= Written exercise =
Output the stretch of rows below, from the line containing "player in striped" through the line containing "[[62, 124], [126, 121], [173, 98], [186, 107], [87, 113]]", as a JSON list of strings with one string per line and blank lines omitted.

[Position annotation records]
<<<<
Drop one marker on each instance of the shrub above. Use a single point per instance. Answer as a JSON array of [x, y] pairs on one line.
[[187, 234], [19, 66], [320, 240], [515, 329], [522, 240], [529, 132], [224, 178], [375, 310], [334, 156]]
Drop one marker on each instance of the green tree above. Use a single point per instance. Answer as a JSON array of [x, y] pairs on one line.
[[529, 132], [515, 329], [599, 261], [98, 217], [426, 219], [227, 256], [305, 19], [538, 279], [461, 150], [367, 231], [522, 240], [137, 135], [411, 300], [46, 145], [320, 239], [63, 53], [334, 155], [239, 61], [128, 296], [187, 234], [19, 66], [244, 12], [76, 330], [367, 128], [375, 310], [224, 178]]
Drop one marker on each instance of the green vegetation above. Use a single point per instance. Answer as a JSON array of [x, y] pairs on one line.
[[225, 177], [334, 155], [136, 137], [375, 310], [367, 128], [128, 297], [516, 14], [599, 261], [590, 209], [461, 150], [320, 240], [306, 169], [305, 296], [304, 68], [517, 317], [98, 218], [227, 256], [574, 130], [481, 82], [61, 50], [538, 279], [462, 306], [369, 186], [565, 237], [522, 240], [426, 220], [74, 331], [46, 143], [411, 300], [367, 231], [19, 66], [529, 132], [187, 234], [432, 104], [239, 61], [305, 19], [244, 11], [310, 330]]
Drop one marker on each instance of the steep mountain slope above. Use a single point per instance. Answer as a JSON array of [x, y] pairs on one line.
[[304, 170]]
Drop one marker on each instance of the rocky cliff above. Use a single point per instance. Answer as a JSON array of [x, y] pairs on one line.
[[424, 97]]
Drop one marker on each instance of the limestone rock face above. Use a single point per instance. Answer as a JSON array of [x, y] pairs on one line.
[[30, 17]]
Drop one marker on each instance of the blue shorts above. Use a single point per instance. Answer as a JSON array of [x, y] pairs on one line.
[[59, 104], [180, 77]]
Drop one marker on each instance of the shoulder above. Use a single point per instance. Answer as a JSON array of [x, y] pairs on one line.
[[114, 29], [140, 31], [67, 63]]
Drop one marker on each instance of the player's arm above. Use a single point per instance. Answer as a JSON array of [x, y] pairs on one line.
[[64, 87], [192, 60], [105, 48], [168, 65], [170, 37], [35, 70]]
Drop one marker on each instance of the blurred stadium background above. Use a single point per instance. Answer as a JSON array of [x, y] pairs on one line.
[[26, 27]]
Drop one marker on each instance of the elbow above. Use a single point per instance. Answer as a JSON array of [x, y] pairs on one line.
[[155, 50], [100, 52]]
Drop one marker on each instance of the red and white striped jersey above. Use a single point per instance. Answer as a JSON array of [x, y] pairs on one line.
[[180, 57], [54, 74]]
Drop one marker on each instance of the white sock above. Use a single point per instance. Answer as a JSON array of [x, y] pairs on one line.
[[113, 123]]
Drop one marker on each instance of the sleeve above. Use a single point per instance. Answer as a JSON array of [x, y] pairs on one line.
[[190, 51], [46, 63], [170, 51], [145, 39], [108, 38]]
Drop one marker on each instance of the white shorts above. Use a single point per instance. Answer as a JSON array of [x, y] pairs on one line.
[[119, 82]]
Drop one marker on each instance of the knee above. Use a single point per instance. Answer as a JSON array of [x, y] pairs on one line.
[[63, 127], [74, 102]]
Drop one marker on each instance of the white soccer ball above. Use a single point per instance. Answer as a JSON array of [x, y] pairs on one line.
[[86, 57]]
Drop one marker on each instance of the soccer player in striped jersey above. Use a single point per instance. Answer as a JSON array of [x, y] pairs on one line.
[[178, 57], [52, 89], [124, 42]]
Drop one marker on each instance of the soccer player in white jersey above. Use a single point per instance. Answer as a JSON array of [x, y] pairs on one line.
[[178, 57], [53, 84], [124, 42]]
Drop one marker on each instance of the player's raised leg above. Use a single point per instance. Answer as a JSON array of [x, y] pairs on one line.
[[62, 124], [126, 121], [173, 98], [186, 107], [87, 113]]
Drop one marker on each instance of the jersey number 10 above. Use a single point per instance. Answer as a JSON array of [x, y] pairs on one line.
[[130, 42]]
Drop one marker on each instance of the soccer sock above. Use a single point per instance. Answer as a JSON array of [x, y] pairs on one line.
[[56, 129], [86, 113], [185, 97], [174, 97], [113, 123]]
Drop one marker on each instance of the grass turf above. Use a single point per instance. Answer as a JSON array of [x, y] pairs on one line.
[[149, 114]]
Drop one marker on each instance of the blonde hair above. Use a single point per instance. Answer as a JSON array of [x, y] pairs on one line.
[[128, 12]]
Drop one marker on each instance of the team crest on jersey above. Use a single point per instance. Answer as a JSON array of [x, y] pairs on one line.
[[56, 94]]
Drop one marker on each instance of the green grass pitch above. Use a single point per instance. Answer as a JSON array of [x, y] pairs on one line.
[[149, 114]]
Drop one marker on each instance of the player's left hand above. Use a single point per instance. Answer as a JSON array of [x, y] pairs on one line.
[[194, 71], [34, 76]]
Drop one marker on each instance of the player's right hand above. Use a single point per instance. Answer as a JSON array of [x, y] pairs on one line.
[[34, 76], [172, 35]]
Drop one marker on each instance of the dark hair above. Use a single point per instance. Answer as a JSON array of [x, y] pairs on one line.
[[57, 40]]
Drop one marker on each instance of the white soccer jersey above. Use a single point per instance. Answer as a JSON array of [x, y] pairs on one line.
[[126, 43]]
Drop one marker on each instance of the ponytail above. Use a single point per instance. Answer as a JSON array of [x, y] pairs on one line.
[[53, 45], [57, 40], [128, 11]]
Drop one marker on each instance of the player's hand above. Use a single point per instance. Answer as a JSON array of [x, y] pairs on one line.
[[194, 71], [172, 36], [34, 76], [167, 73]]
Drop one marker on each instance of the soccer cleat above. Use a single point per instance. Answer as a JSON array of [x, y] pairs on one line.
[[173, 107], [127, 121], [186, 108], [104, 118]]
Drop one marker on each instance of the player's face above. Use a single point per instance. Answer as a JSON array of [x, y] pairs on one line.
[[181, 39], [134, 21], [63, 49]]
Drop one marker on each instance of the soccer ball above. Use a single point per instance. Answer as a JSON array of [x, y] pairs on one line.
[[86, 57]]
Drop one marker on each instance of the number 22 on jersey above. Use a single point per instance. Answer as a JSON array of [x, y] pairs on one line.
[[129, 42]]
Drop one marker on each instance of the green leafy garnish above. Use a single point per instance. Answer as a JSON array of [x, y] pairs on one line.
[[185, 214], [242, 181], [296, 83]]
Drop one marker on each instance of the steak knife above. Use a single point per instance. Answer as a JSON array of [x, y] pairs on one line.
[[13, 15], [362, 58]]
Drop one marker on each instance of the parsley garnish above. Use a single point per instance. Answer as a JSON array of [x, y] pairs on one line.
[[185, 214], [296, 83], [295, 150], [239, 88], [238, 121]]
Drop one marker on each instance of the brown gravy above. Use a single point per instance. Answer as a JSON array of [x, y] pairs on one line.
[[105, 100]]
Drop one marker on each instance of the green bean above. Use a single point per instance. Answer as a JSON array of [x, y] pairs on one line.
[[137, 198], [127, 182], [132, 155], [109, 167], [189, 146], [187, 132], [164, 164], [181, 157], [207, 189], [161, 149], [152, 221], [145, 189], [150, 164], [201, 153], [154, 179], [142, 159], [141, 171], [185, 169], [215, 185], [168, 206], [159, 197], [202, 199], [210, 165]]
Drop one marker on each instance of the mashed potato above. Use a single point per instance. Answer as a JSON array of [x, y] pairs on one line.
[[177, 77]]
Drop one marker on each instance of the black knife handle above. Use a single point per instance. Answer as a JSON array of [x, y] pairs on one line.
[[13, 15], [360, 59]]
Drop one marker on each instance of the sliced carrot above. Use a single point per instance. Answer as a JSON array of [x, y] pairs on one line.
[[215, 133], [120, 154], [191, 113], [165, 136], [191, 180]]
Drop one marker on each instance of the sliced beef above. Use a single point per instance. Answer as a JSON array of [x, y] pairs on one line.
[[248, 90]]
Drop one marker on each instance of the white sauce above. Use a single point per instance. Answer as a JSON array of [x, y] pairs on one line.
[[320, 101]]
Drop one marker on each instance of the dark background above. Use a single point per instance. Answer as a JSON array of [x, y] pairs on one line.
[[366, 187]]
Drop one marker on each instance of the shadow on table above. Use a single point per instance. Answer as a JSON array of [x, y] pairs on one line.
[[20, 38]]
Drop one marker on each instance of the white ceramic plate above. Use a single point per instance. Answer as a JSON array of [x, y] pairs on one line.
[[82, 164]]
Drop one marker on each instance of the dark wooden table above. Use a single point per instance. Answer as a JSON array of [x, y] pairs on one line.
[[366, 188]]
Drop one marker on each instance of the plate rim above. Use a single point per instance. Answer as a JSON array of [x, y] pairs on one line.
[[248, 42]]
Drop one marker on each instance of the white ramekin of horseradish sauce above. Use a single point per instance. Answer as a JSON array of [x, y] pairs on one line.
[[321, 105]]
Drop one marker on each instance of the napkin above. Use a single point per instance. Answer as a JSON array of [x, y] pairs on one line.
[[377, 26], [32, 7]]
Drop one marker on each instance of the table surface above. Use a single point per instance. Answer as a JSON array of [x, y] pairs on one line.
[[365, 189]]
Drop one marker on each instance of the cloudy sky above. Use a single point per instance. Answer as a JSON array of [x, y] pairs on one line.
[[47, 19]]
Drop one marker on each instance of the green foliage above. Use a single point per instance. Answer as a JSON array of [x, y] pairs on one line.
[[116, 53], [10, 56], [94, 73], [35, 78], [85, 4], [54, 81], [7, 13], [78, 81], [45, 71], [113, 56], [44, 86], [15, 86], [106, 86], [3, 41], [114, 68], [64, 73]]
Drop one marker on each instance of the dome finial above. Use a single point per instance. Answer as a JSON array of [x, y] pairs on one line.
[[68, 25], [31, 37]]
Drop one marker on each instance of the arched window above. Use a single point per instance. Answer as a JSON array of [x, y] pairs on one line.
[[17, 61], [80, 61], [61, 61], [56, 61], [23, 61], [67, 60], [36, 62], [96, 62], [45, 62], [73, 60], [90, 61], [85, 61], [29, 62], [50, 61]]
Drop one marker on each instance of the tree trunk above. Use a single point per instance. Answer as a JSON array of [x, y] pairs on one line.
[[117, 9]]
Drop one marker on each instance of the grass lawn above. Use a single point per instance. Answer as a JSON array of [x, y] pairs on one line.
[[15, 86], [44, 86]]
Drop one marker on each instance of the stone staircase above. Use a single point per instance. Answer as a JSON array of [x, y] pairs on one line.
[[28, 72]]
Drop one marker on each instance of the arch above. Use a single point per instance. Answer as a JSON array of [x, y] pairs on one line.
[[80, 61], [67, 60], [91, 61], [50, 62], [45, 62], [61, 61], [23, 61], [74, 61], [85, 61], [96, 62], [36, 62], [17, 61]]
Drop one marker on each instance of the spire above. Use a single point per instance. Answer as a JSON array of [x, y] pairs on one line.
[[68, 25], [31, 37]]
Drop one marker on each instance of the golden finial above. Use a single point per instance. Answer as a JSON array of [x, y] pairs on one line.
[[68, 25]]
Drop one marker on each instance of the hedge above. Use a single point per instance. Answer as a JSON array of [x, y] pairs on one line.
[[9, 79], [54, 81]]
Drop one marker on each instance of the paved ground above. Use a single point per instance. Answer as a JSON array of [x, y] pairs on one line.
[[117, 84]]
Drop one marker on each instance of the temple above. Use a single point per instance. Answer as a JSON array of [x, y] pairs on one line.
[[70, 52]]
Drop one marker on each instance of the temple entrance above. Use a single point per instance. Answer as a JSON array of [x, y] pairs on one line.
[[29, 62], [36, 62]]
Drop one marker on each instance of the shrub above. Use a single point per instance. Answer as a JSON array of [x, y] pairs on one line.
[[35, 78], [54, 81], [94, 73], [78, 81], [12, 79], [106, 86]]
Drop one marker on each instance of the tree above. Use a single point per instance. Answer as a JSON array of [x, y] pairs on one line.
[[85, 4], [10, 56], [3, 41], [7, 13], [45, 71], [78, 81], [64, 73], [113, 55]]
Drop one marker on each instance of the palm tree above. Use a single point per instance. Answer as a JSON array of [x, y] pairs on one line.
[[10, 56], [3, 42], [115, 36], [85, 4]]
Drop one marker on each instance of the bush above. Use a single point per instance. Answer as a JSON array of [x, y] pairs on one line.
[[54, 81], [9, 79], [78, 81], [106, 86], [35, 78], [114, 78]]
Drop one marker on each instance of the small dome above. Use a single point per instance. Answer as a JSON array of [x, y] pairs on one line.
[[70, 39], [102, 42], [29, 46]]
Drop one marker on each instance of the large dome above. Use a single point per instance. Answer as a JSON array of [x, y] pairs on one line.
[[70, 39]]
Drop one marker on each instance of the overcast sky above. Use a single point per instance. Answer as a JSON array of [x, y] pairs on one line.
>>>>
= Solution to the exercise =
[
  "Drop one marker on each instance of the soccer player in striped jersey above. Use a single point per instance. Answer as a JSON array of [x, y] pairs on one line.",
  "[[178, 57], [52, 89], [124, 42]]",
  "Drop one marker on each instance of the soccer player in white jersey above. Use a single point per instance. Answer as a JSON array of [x, y] pairs on one line.",
  "[[178, 57], [53, 84], [124, 42]]",
  "Drop one marker on each instance of the player's raised leg above. Use a single point per instance. Answer as a JSON array of [x, y] pairs on one line.",
  "[[62, 124], [126, 121], [173, 98], [186, 107], [87, 113]]"
]